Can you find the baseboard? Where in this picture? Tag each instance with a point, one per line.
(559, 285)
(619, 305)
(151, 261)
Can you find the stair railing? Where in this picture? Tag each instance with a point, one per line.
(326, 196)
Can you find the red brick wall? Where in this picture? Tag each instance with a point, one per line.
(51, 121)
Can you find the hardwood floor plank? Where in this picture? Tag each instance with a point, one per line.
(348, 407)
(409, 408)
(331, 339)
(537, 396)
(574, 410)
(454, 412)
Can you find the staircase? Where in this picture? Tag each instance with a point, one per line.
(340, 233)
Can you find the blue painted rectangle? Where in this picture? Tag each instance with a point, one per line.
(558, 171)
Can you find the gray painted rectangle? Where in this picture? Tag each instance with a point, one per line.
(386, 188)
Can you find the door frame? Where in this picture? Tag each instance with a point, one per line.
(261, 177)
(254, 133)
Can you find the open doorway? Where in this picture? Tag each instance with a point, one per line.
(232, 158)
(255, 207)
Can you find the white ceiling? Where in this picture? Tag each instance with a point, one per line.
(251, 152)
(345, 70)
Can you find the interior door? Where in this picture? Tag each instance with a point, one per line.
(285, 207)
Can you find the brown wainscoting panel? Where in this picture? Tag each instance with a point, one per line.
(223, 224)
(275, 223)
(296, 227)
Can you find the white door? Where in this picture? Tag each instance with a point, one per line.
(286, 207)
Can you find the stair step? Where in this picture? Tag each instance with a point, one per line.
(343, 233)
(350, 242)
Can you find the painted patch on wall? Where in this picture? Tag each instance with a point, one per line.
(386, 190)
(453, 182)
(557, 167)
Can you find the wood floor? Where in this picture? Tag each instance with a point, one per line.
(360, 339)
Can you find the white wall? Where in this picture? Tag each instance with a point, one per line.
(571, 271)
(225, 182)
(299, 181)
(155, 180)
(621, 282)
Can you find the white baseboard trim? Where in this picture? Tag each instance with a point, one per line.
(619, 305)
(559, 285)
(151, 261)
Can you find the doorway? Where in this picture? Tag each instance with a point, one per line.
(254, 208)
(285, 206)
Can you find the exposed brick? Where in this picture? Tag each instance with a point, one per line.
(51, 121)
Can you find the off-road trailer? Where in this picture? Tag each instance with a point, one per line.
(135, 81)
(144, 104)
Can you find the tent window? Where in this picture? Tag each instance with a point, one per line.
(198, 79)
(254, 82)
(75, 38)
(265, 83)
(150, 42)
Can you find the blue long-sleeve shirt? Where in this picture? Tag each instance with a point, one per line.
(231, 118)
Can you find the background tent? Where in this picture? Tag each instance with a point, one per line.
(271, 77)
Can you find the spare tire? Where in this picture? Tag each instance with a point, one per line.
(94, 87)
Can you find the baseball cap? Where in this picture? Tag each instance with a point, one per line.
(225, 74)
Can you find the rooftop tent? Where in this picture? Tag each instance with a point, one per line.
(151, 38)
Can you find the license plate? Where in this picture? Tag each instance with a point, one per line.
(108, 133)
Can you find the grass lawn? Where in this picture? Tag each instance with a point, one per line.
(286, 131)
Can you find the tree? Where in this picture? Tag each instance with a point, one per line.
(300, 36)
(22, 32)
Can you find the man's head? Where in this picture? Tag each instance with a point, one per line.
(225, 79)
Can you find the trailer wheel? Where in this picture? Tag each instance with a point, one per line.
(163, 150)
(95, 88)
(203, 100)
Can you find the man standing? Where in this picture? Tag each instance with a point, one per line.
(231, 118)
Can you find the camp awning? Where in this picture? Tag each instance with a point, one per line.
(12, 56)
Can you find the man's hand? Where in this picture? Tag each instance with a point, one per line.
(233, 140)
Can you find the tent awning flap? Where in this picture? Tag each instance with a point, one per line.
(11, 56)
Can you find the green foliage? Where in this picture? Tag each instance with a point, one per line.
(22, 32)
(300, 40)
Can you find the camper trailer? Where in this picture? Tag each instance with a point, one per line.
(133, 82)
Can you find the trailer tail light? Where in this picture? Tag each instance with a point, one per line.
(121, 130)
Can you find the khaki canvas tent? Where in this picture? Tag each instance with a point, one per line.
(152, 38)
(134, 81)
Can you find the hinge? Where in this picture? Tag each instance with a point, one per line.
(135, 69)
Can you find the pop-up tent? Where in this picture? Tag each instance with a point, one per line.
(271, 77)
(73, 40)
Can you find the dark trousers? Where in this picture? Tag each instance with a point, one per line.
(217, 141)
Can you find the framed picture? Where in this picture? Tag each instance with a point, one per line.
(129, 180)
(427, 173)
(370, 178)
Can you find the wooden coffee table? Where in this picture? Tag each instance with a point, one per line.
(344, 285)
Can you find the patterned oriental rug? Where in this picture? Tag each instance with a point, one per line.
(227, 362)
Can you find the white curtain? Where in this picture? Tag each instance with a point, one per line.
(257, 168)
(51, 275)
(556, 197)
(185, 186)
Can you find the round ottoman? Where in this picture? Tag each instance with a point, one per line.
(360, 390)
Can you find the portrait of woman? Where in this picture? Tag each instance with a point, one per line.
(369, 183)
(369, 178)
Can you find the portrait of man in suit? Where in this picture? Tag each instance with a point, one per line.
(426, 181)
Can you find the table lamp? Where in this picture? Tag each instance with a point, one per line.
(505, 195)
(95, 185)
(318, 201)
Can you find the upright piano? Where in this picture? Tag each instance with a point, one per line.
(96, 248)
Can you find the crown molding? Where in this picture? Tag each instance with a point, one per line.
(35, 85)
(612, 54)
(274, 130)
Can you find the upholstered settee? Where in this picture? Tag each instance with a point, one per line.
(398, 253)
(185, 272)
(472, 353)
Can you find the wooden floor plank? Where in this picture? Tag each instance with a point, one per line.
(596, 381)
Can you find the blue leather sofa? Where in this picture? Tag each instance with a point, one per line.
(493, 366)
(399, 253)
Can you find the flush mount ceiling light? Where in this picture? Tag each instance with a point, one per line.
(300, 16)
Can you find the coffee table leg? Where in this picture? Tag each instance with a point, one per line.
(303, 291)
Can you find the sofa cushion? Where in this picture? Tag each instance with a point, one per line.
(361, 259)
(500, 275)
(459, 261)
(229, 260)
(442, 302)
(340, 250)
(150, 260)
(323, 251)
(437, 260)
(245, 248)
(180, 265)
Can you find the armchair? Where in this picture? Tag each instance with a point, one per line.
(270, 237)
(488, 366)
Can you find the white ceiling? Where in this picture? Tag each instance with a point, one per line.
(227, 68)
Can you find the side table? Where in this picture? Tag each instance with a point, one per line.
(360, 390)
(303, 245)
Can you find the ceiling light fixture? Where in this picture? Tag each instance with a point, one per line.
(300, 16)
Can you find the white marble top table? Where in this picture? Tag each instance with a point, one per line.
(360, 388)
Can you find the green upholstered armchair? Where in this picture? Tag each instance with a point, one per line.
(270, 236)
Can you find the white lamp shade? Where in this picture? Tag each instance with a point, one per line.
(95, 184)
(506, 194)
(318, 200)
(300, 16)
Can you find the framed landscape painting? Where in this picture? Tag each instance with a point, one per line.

-*-*-

▶ [WHAT YOU ARE ASKED TO DO] Find the line that contains "Can you find the armchair?" in the listing above. Retype it and every line after it up to the last, exactly, and nothing else.

▶ [EXERCISE ANSWER]
Can you find the armchair? Where in this picture? Tag each instance with a point, one per line.
(270, 237)
(488, 366)
Can you find the white ceiling? Where in this picture? Tag each instance with a point, one per line.
(227, 68)
Can you find the side table? Where in this picture? Tag each instance with a point, one per line.
(360, 390)
(303, 245)
Can you find the ceiling light fixture? Where in this picture? Tag each instance with a point, one per line.
(300, 16)
Can you find the white marble top table? Where in this picture? Tag each instance with a point, one per line.
(360, 388)
Can you find the green upholstered armchair? Where in this picture? Tag each instance with a point, one per line.
(270, 236)
Can you find the white lamp shade? Where in this picture? Tag each instance with a point, one per line.
(95, 184)
(506, 194)
(318, 200)
(300, 16)
Can you find the framed landscape painting? Where in this picture? Tag each instance with a point, one per line.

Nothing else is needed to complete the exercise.